_Task prompt_
Each line containing the word "stone" must be copied from the material below.

_Supplied records_
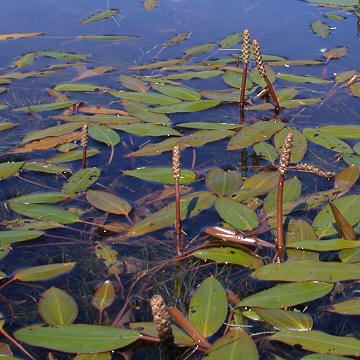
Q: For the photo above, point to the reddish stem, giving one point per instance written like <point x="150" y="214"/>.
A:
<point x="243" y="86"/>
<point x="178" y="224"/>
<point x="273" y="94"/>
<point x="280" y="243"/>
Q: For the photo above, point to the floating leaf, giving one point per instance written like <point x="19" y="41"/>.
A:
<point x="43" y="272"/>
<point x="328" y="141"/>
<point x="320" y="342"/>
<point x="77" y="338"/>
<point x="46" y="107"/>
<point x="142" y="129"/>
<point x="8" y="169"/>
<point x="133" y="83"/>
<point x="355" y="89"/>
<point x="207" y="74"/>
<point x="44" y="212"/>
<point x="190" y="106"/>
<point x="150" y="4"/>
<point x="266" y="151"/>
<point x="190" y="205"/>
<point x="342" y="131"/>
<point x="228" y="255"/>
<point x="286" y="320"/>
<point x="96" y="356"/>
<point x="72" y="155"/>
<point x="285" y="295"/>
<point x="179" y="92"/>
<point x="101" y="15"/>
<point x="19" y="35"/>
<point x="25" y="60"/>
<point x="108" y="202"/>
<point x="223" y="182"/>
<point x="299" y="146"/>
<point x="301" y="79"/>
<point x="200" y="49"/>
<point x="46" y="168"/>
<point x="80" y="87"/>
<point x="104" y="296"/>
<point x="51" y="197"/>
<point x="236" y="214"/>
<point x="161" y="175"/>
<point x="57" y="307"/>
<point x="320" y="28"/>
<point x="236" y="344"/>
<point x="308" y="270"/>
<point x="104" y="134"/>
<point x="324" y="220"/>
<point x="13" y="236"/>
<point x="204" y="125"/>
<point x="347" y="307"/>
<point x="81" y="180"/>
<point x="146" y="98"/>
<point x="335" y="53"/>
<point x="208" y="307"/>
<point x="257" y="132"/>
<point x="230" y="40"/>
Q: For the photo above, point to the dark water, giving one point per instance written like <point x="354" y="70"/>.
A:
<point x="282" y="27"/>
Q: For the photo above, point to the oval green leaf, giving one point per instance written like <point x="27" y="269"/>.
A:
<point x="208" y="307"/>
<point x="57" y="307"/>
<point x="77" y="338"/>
...
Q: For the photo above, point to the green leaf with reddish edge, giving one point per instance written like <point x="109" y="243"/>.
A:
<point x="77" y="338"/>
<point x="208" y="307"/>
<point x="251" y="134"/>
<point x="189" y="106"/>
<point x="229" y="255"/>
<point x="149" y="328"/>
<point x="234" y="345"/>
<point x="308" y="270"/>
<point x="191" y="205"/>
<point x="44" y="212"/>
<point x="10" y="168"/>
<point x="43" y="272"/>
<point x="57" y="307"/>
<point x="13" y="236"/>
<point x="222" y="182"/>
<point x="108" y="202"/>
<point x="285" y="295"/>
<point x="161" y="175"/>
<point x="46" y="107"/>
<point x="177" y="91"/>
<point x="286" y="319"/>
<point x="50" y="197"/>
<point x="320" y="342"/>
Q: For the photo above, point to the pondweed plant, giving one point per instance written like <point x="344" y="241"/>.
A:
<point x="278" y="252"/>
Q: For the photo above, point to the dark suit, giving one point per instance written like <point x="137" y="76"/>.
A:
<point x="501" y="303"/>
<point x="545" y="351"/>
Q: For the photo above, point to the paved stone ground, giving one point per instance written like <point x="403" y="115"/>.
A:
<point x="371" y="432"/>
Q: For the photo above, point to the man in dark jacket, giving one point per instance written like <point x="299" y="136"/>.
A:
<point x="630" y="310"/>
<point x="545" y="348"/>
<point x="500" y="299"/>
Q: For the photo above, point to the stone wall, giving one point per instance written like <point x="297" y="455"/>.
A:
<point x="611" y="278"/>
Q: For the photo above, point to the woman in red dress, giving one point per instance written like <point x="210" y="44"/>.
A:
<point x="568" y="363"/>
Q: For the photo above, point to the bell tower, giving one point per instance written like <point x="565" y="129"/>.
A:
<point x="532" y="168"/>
==
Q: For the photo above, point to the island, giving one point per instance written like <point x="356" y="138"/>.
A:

_Exercise solution_
Q: For the photo above, point to the paved stone ground, giving one point per instance written like <point x="403" y="115"/>.
Q: For the photo above, point to the stone wall, giving one point per instance written like <point x="297" y="455"/>.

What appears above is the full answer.